# Given instruction:
Reproduce the stretch of records from the line containing "deer hoof -> bbox for every match" through the line containing "[8,170,40,207]", substituting "bicycle" for "scooter" wherever it occurs and leaving everything else unchanged. Omit the pictures.
○ ○ ○ ○ ○
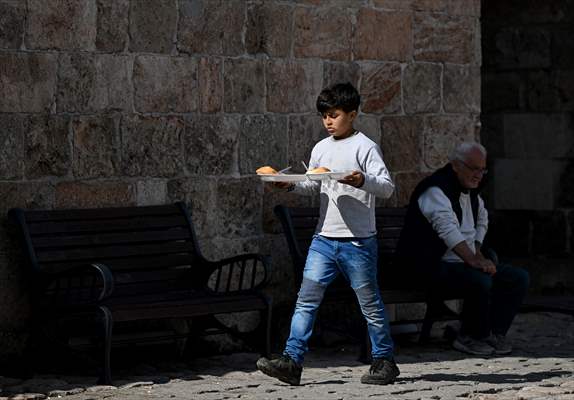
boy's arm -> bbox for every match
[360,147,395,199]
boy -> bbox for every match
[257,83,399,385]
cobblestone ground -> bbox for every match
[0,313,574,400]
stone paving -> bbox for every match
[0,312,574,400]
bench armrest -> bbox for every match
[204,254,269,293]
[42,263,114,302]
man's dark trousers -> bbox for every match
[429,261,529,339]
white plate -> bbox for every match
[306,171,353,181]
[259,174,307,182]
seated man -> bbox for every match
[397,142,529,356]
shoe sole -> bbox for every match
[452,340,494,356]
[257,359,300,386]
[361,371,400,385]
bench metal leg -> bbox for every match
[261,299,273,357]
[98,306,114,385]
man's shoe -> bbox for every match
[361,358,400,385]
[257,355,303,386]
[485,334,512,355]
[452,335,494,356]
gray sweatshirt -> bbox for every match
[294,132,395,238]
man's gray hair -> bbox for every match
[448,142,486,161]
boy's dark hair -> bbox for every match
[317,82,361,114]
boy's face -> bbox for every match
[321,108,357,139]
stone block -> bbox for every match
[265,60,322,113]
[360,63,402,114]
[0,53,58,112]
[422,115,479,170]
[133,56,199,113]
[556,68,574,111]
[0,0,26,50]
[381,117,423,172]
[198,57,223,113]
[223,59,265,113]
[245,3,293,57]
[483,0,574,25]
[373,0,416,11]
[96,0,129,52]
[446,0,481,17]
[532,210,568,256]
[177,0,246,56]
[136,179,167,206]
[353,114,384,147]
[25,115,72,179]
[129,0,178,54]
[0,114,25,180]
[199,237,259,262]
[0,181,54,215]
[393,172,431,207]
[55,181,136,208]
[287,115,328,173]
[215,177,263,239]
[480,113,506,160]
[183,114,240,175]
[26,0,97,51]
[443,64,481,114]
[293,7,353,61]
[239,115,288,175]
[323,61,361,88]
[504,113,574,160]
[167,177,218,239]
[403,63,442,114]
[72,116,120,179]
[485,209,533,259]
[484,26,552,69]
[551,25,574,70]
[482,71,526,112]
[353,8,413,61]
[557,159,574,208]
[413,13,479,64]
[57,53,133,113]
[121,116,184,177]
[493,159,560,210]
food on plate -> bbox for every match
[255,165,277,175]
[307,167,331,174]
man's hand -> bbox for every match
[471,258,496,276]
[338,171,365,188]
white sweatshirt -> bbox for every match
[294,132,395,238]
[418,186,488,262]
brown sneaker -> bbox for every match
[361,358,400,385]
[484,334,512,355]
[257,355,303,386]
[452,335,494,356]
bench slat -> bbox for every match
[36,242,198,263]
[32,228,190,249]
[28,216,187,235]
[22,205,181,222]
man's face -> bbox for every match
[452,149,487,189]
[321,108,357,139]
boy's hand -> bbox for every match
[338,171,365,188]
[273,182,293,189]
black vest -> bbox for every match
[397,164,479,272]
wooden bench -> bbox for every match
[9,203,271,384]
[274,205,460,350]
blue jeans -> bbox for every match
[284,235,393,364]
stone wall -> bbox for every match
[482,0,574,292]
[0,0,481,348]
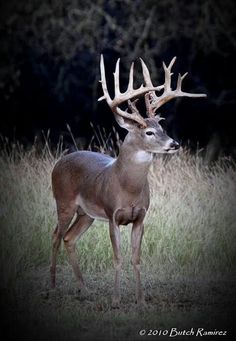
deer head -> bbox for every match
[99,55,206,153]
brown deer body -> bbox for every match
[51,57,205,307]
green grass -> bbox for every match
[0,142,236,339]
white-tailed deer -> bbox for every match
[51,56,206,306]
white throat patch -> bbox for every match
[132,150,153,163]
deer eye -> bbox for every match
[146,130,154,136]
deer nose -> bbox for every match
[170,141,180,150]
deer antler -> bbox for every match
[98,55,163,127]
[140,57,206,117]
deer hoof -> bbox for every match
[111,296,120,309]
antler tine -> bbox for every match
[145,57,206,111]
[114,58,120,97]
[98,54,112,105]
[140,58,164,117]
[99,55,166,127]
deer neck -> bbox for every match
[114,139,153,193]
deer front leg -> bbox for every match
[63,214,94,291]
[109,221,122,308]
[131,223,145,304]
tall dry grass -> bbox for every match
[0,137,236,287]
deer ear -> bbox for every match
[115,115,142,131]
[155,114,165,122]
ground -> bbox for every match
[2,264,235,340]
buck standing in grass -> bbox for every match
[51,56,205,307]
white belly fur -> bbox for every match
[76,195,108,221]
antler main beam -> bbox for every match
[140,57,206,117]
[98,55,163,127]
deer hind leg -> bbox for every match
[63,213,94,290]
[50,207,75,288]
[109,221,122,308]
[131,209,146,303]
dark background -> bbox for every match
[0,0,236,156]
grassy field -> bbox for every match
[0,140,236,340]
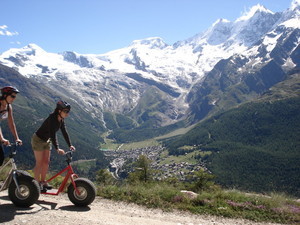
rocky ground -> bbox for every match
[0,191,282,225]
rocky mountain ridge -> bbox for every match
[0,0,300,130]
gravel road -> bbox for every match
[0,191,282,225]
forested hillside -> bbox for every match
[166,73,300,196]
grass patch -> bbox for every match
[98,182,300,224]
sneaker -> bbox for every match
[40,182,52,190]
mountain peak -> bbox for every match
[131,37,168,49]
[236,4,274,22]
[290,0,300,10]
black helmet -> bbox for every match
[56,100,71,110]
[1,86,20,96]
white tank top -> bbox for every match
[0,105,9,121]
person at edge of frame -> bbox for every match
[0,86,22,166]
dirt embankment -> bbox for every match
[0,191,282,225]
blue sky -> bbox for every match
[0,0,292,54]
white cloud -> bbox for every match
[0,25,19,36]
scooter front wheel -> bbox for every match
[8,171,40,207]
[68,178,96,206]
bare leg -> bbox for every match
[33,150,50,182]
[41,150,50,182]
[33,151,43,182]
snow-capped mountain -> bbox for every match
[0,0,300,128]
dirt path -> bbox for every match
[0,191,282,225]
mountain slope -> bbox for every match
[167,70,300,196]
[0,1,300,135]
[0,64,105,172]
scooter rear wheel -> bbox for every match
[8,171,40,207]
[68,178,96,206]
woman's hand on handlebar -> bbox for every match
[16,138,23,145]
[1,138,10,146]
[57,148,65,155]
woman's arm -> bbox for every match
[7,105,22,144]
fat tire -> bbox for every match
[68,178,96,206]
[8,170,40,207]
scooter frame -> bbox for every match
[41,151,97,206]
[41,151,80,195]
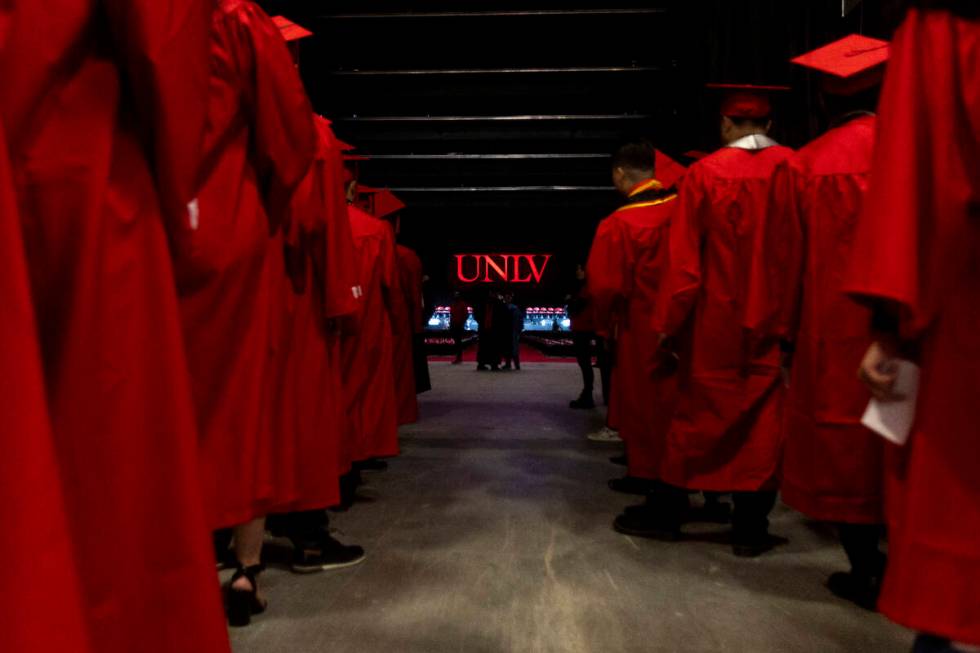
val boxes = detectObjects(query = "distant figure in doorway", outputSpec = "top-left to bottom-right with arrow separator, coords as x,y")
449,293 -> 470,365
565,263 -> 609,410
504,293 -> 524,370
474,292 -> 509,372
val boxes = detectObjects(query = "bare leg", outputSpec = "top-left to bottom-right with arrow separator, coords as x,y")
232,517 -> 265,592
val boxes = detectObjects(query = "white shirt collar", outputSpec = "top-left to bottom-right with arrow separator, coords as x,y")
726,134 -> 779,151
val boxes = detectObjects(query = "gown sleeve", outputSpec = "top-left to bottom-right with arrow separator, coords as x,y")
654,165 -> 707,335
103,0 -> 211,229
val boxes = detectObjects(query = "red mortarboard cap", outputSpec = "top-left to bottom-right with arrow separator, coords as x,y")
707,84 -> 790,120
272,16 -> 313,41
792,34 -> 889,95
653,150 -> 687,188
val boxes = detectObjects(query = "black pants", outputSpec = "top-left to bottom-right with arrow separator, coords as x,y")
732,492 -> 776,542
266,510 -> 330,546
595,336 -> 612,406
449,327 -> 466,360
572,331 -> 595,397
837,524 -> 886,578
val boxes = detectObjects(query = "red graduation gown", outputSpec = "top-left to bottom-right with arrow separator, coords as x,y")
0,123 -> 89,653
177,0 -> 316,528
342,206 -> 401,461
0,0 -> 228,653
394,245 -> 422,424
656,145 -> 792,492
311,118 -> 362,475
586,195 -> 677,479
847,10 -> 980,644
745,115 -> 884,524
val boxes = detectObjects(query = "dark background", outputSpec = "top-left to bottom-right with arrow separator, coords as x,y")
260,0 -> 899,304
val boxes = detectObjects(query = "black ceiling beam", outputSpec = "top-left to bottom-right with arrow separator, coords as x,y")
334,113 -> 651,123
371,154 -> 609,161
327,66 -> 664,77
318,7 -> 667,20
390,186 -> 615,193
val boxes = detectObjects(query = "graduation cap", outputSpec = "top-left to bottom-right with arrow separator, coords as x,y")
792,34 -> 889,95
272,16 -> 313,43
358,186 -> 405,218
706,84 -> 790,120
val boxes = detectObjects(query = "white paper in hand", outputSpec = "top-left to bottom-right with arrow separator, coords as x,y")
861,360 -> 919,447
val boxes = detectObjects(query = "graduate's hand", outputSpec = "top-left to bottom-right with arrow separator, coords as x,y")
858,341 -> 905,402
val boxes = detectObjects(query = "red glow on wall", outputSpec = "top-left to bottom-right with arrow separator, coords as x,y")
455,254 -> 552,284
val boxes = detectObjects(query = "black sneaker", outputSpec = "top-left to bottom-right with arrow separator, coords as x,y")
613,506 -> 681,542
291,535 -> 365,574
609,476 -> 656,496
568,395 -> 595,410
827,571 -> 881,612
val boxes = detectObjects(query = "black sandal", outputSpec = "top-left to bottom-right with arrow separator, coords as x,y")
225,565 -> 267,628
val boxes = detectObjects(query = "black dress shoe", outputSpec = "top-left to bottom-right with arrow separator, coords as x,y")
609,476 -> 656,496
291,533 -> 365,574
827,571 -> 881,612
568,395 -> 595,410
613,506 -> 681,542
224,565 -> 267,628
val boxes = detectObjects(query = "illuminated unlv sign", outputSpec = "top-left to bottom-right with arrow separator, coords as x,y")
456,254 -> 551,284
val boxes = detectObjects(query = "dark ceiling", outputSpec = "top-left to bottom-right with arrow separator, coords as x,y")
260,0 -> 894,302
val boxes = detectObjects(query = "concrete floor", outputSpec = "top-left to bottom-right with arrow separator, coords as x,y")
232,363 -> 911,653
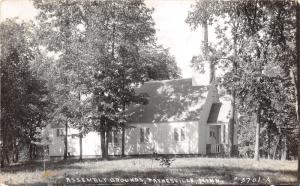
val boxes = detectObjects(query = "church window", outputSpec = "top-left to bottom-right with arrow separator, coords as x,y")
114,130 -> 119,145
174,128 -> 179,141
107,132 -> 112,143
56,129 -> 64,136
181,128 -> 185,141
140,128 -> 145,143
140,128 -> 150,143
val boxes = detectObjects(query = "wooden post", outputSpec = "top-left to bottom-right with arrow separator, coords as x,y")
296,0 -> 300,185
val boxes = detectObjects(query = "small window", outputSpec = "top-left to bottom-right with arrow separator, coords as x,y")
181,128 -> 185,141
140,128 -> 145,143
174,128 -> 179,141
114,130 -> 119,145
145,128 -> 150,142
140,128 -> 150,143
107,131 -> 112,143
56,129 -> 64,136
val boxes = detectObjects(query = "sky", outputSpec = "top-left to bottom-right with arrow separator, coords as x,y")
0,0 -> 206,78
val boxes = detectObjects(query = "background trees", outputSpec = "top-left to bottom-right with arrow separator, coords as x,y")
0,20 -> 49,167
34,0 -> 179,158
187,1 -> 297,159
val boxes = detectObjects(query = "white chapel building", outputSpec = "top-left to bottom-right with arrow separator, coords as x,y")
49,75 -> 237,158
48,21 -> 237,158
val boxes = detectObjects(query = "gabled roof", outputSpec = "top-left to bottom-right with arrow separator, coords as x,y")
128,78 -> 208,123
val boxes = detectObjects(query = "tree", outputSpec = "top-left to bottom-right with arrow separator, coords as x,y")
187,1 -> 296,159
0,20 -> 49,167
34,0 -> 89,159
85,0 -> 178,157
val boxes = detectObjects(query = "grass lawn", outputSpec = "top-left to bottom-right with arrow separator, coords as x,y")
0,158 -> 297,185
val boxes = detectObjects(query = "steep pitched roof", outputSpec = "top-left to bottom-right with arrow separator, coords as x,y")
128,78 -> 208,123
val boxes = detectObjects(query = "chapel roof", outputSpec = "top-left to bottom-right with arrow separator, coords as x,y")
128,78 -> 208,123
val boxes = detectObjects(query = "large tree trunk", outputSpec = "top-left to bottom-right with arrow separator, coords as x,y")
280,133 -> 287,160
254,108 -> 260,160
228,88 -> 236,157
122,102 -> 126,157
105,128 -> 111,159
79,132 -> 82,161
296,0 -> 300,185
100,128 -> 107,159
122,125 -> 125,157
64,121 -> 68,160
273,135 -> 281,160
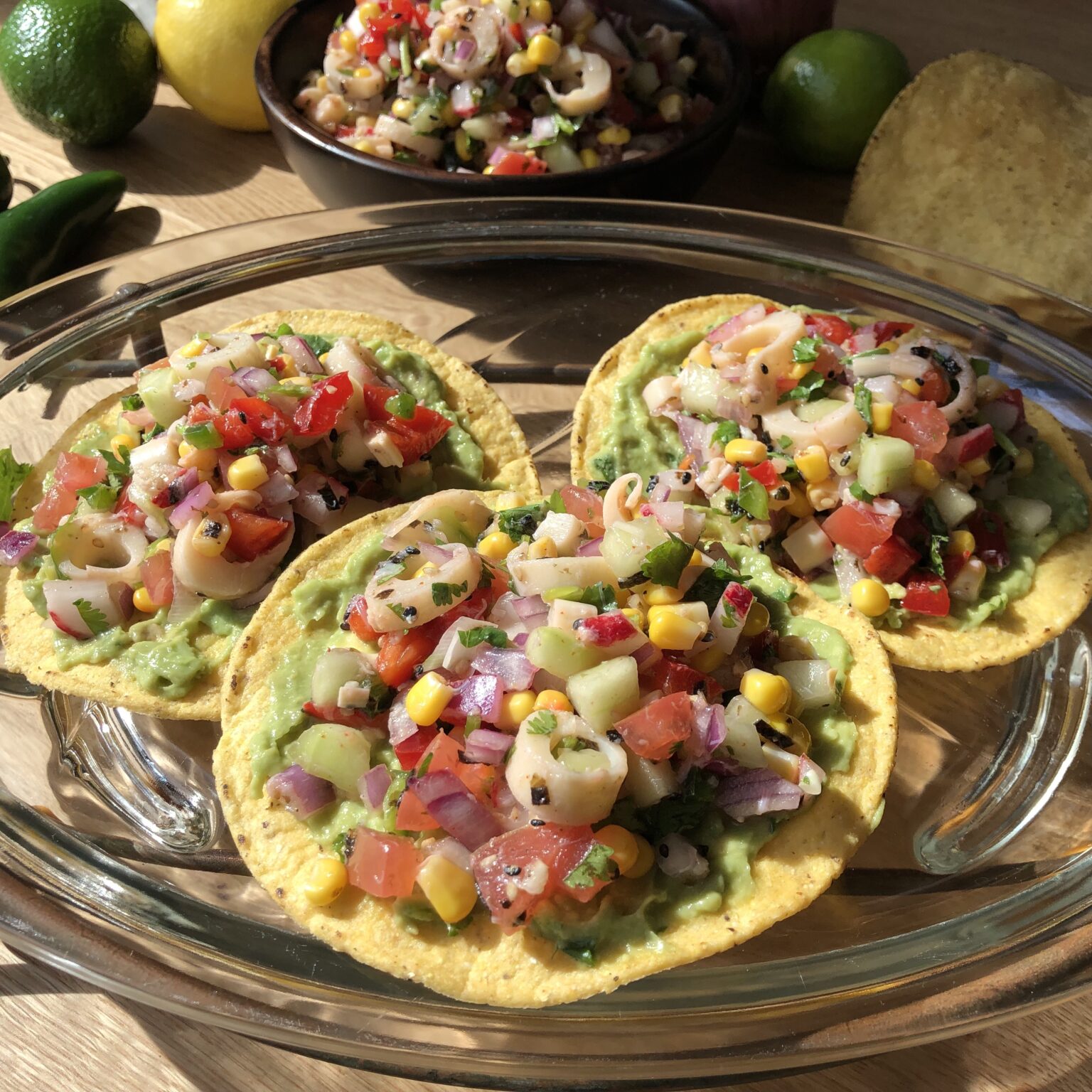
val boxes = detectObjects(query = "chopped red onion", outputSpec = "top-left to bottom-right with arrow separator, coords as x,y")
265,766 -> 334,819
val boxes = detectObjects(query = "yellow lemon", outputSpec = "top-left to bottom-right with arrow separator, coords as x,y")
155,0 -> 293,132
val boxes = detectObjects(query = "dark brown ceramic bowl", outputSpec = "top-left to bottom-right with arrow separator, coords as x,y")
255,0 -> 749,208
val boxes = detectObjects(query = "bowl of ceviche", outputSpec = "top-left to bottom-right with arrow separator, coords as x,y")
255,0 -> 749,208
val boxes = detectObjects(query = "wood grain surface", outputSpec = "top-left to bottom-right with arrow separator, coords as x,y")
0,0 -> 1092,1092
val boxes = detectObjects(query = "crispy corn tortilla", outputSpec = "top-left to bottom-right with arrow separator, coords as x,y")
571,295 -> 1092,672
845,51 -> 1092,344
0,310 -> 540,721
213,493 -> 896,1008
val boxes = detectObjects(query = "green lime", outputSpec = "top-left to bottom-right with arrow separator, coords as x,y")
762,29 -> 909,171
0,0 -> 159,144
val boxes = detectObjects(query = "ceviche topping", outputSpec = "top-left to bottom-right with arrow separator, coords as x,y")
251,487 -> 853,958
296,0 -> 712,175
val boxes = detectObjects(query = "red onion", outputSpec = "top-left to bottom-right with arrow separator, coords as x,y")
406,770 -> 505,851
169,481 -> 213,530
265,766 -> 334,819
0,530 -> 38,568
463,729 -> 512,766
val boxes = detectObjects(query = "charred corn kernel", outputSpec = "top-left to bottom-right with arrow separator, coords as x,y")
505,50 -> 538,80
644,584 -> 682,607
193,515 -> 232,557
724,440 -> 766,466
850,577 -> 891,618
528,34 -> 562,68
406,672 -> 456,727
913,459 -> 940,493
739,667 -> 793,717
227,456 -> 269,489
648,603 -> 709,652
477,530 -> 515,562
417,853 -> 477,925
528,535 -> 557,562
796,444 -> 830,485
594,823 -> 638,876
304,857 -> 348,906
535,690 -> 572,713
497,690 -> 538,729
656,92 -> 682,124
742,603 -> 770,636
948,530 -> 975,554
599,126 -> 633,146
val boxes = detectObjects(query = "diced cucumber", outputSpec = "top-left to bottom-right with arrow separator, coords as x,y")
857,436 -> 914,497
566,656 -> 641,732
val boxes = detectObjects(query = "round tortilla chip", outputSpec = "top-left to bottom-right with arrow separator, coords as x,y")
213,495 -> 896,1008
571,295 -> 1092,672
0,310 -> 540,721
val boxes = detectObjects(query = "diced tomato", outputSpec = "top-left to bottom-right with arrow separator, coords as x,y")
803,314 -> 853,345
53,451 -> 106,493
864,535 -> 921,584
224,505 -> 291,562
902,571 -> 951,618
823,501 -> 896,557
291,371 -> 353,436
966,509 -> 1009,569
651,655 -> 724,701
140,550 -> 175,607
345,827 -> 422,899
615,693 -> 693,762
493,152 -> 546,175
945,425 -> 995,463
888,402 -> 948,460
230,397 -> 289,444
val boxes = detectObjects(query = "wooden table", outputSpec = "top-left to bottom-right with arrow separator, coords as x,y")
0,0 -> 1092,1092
○ ○ ○ ○ ○
# Complete answer:
deer hoof -> bbox for every match
[111,296,120,309]
antler tine -> bbox for every match
[145,57,206,111]
[114,58,120,97]
[98,54,112,105]
[140,58,164,117]
[99,55,166,127]
deer neck -> bbox for every match
[114,139,153,193]
deer front leg -> bbox for every match
[63,214,94,291]
[109,221,122,308]
[131,223,145,304]
tall dry grass -> bbox for every match
[0,137,236,287]
deer ear -> bbox for every match
[115,115,142,131]
[155,114,165,122]
ground -> bbox for every match
[2,264,235,340]
buck standing in grass -> bbox for every match
[51,56,205,307]
white belly fur -> bbox for every match
[76,195,108,221]
antler main beam -> bbox for every match
[140,57,206,117]
[98,55,163,127]
deer hind leg -> bbox for every match
[63,213,94,290]
[50,207,75,288]
[109,221,122,308]
[131,209,146,303]
dark background -> bbox for every match
[0,0,236,156]
grassy field -> bbox for every match
[0,140,236,340]
rocky ground -> bbox for every match
[0,191,282,225]
rocky mountain ridge -> bbox for every match
[0,0,300,130]
gravel road -> bbox for every match
[0,191,282,225]
forested hillside -> bbox for every match
[166,73,300,196]
grass patch -> bbox for every match
[98,182,300,224]
sneaker -> bbox for every match
[40,182,52,190]
mountain peak -> bbox for every match
[131,37,168,49]
[236,4,274,22]
[290,0,300,10]
black helmet -> bbox for every match
[56,100,71,110]
[1,86,20,96]
white tank top -> bbox for every match
[0,105,9,121]
person at edge of frame -> bbox for every match
[0,86,22,166]
dirt embankment -> bbox for every match
[0,191,282,225]
blue sky -> bbox for every match
[0,0,292,54]
white cloud -> bbox for every match
[0,25,19,36]
bicycle front wheel -> bbox for every match
[8,171,40,207]
[68,178,96,206]
bare leg -> bbox for every match
[33,150,50,182]
[41,150,50,182]
[33,151,43,182]
snow-capped mountain -> bbox for every match
[0,0,300,128]
dirt path -> bbox for every match
[0,191,282,225]
mountain slope -> bbox for every match
[167,70,300,196]
[0,1,300,135]
[0,64,105,172]
bicycle rear wheel -> bbox for every match
[8,171,40,207]
[68,178,96,206]
woman's hand on handlebar -> bbox for every match
[16,138,23,145]
[1,138,10,146]
[57,148,65,155]
woman's arm -> bbox for every match
[7,105,22,144]
fat tire -> bbox for every match
[68,178,96,206]
[8,170,40,207]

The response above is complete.